== FRAGMENT TEKSTU

Mój ojciec Jan Fiszer urodził się w Krakowie 26 kwietnia 1884 roku, zmarł 22 listopada1960 roku. Był on ożeniony z Franciszką Skwarczyńską, córką Józefa i Julii z Dasiewiczów, urodzoną 16 września 1892 roku w Krakowie, zmarłą 14 sierpnia 1961 roku. Ślubu moim Rodzicom udzielił w dniu 22 września 1912 roku – stryj mojej Matki, Ksiądz Jan Skwarczyński, proboszcz parafii w Gaju. Ojciec mój był absolwentem w 1902 roku C. K. Szkoły Realnej w Krakowie (dzisiejszego Liceum im. Witkowskiego) i w roku 1907 uzyskał absolutorium na Wydziale Inżynierii C. K. Szkoły Politechnicznej we Lwowie. Matka moja ukończyła Seminarium Nauczycielskie w Krakowie.


Moje rodzeństwo i ich rodziny

Miałem trzech braci.

Najstarszym moim bratem był Stanisław urodzony 28 lipca 1913 roku, który zginął zamordowany przez Gestapo po ucieczce z obozu jeńców we wrześniu 1943 roku.

Bogusław urodzony 16 czerwca 1920 roku w Krakowie, zmarł 20 lutego 1971 r. w Gliwicach.

Jan urodzony w Krakowie 30 listopada 1921 roku, zginął jako żołnierz Samodzielnego Batalionu Partyzanckiego "Skała" AK 11 września 1944 roku pod Złotym Potokiem k/Częstochowy.


Stanisław

Najstarszy brat Stanisław był ożeniony z Jadwigą Stechman córką Mariana i Zofii z domu Neuman, urodzoną 7 września 1913 roku, zmarłą w Anglii w 1992 r., prochy jej spoczywają na cmentarzu w Sosnowcu. Ślub ich odbył się 28 września 1937 roku w Sosnowcu.

Ich córką była Ewa Jadwiga urodzona w Warszawie 6 czerwca 1939, doktor inżynier, która poślubiła Pola Stewarta. Ślub cywilny miał miejsce w Manchester 24 grudnia 1966 roku, a ceremonia ślubu kościelnego odbyła się w Sosnowcu w dniu 25 lutego 1967 roku.

Ewa zmarła w Londynie 19 sierpnia 2000 roku, prochy złożono w grobowcu rodzinnym na Cmentarzu Rakowickim w Krakowie dniu 12 lutego 2001 roku.

Dziećmi Ewy i Pola są: Justyna urodzona w Manchesterze 24 kwietnia 1971 roku, która poślubiła Mitchella Stampa urodzonego w 1968 roku. Ślub ich odbył się w Londynie 9 października 1999 roku oraz Julian urodzony w Manchesterze3 grudnia 1972 roku.


Justyna i Mitchell Stamp doczekali się syna Charles Josef urodzonego 7.01.2002 r.

====
== POKAZANY MATERIAŁ

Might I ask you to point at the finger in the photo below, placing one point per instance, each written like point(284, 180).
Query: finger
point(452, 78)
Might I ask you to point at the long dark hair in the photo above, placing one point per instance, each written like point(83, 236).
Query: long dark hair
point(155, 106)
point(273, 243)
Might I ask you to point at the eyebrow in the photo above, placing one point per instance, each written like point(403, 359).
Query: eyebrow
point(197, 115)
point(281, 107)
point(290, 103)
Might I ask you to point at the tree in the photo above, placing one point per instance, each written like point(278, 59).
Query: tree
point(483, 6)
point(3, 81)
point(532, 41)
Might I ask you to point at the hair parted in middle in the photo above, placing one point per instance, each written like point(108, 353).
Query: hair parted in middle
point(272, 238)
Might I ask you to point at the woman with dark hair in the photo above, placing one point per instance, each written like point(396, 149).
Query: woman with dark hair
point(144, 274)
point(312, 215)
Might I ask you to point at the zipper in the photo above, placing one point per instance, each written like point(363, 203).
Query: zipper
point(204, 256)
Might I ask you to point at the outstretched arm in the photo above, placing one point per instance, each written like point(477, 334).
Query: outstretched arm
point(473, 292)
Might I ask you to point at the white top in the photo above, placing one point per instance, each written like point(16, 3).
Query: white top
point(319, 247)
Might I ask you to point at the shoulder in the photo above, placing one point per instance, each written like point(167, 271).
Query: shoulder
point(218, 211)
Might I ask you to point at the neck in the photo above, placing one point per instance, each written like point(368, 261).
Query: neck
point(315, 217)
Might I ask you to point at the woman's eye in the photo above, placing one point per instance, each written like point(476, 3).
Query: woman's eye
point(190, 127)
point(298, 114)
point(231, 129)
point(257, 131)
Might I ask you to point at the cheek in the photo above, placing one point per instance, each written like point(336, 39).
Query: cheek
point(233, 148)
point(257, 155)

====

CEL: Przepisz dokładnie fragment wspomnień o rodzinie od "Ich córką była" do "grudnia 1972 roku.".

ROZWIĄZANIE ZADANIA:
Ich córką była Ewa Jadwiga urodzona w Warszawie 6 czerwca 1939, doktor inżynier, która poślubiła Pola Stewarta. Ślub cywilny miał miejsce w Manchester 24 grudnia 1966 roku, a ceremonia ślubu kościelnego odbyła się w Sosnowcu w dniu 25 lutego 1967 roku.

Ewa zmarła w Londynie 19 sierpnia 2000 roku, prochy złożono w grobowcu rodzinnym na Cmentarzu Rakowickim w Krakowie dniu 12 lutego 2001 roku.

Dziećmi Ewy i Pola są: Justyna urodzona w Manchesterze 24 kwietnia 1971 roku, która poślubiła Mitchella Stampa urodzonego w 1968 roku. Ślub ich odbył się w Londynie 9 października 1999 roku oraz Julian urodzony w Manchesterze3 grudnia 1972 roku.